**SHORT PROBLEM**
Restate every line of the material, word for word.

-- Start SUPPLIED MATERIAL --

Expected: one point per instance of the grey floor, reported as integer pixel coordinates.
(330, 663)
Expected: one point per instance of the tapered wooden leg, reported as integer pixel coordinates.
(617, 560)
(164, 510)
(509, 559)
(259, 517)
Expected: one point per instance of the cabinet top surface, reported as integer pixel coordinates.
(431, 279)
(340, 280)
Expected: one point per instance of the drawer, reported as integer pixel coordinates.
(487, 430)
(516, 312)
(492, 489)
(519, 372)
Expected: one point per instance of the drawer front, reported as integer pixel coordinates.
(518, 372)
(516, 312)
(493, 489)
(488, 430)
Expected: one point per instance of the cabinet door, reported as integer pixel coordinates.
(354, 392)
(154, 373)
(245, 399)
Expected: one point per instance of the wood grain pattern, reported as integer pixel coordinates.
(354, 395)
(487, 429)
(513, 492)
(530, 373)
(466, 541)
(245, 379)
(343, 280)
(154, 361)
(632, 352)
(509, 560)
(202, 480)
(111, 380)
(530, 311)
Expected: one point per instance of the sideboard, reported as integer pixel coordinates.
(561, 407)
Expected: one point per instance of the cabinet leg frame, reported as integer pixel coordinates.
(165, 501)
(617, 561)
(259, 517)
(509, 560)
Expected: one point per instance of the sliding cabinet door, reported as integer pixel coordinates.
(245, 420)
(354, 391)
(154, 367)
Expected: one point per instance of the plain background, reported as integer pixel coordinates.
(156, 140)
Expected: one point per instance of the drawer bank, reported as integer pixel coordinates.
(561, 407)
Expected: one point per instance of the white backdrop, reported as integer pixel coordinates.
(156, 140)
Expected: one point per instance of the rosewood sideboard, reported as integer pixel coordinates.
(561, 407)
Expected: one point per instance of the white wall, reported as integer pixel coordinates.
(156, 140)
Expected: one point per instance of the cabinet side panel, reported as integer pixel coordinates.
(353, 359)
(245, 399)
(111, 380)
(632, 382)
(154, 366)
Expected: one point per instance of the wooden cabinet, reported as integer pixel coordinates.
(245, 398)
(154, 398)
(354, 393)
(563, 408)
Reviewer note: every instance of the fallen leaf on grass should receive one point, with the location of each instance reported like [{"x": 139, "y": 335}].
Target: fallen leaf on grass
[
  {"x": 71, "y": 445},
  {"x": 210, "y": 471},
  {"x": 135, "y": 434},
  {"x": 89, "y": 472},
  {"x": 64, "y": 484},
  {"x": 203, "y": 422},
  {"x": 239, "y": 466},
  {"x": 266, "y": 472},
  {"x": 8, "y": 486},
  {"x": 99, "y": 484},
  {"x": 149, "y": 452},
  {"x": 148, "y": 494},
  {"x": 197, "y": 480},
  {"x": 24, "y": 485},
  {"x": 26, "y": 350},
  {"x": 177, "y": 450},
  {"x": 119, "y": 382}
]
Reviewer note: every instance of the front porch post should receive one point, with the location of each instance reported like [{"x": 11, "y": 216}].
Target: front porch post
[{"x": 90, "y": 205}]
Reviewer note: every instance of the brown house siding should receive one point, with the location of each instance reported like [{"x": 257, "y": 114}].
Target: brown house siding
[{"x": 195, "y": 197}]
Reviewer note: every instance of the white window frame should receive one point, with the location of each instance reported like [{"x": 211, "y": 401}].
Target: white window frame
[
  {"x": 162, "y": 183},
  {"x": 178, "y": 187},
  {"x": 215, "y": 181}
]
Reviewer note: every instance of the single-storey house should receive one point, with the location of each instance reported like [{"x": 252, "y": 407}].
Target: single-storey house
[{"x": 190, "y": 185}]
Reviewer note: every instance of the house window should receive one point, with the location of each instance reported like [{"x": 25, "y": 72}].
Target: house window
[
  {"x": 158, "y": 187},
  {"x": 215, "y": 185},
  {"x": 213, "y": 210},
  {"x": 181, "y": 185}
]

-- End SUPPLIED MATERIAL --

**OUTPUT BELOW**
Expected: one point per instance of the grey floor, reported as integer pixel coordinates.
(330, 663)
Expected: one point per instance of the tapered wooden leg, reported as integer pixel coordinates.
(617, 560)
(164, 510)
(509, 559)
(259, 517)
Expected: one point per instance of the cabinet top surface, reported as integer pixel coordinates.
(431, 279)
(340, 280)
Expected: one point per instance of the drawer, reported as integer pixel coordinates.
(487, 430)
(516, 312)
(492, 489)
(519, 372)
Expected: one point per instance of the drawer front, reported as integer pixel coordinates.
(518, 372)
(516, 312)
(493, 489)
(488, 430)
Expected: one point per instance of the cabinet door, reported as integer pixel coordinates.
(354, 392)
(154, 373)
(245, 399)
Expected: one point per instance of the wood grain pattern, reported as integer pixel coordinates.
(354, 395)
(487, 429)
(513, 492)
(530, 373)
(466, 541)
(245, 379)
(343, 280)
(154, 361)
(632, 352)
(509, 560)
(202, 480)
(111, 380)
(530, 311)
Expected: one point per instance of the sideboard, reported as integer pixel coordinates.
(561, 407)
Expected: one point per instance of the cabinet leg frame, reported as integer pixel coordinates.
(165, 501)
(617, 561)
(259, 517)
(509, 560)
Expected: one point per instance of the sliding cabinet door, reported as integer pixel coordinates.
(245, 420)
(354, 391)
(154, 367)
Expected: one point per instance of the plain background, reported as integer pixel coordinates.
(156, 140)
Expected: one point per instance of the drawer bank, reported as integer pixel coordinates.
(561, 407)
Expected: one point per instance of the white backdrop, reported as integer pixel coordinates.
(156, 140)
Expected: one point per instance of the rosewood sideboard, reported as integer pixel coordinates.
(561, 407)
Expected: one point per instance of the white wall, reported as integer pixel coordinates.
(156, 140)
Expected: one point per instance of the cabinet side panel, reported as integer pixel coordinates.
(353, 359)
(245, 399)
(111, 380)
(632, 382)
(154, 366)
Expected: one point per instance of the wooden cabinet, reported as integer pixel coordinates.
(245, 398)
(154, 398)
(354, 393)
(563, 408)
Reviewer note: every instance of the fallen leaf on grass should receive one point, with the location of each instance reported like [{"x": 139, "y": 335}].
Target: fallen leaf on grass
[
  {"x": 71, "y": 445},
  {"x": 210, "y": 471},
  {"x": 135, "y": 434},
  {"x": 89, "y": 472},
  {"x": 64, "y": 484},
  {"x": 203, "y": 422},
  {"x": 239, "y": 466},
  {"x": 266, "y": 472},
  {"x": 8, "y": 486},
  {"x": 99, "y": 484},
  {"x": 149, "y": 452},
  {"x": 148, "y": 494},
  {"x": 197, "y": 480},
  {"x": 24, "y": 485},
  {"x": 26, "y": 350},
  {"x": 177, "y": 450},
  {"x": 119, "y": 382}
]
Reviewer note: every instance of the front porch post should receive one point, with the location of each instance reported like [{"x": 11, "y": 216}].
Target: front porch post
[{"x": 90, "y": 205}]
Reviewer note: every instance of the brown house siding should receive one point, with the location of each instance reported like [{"x": 257, "y": 114}].
Target: brown house siding
[{"x": 195, "y": 197}]
Reviewer note: every instance of the white window frame should receive one point, with the location of each instance reported like [{"x": 211, "y": 401}].
Target: white window frame
[
  {"x": 162, "y": 183},
  {"x": 178, "y": 187},
  {"x": 215, "y": 181}
]
Reviewer note: every instance of the single-storey house should receive one point, with the location of each instance reported like [{"x": 252, "y": 407}].
Target: single-storey house
[{"x": 190, "y": 185}]
Reviewer note: every instance of the house window should receive one point, with the location of each instance reported like [{"x": 25, "y": 72}].
Target: house window
[
  {"x": 158, "y": 187},
  {"x": 215, "y": 185},
  {"x": 213, "y": 210},
  {"x": 181, "y": 185}
]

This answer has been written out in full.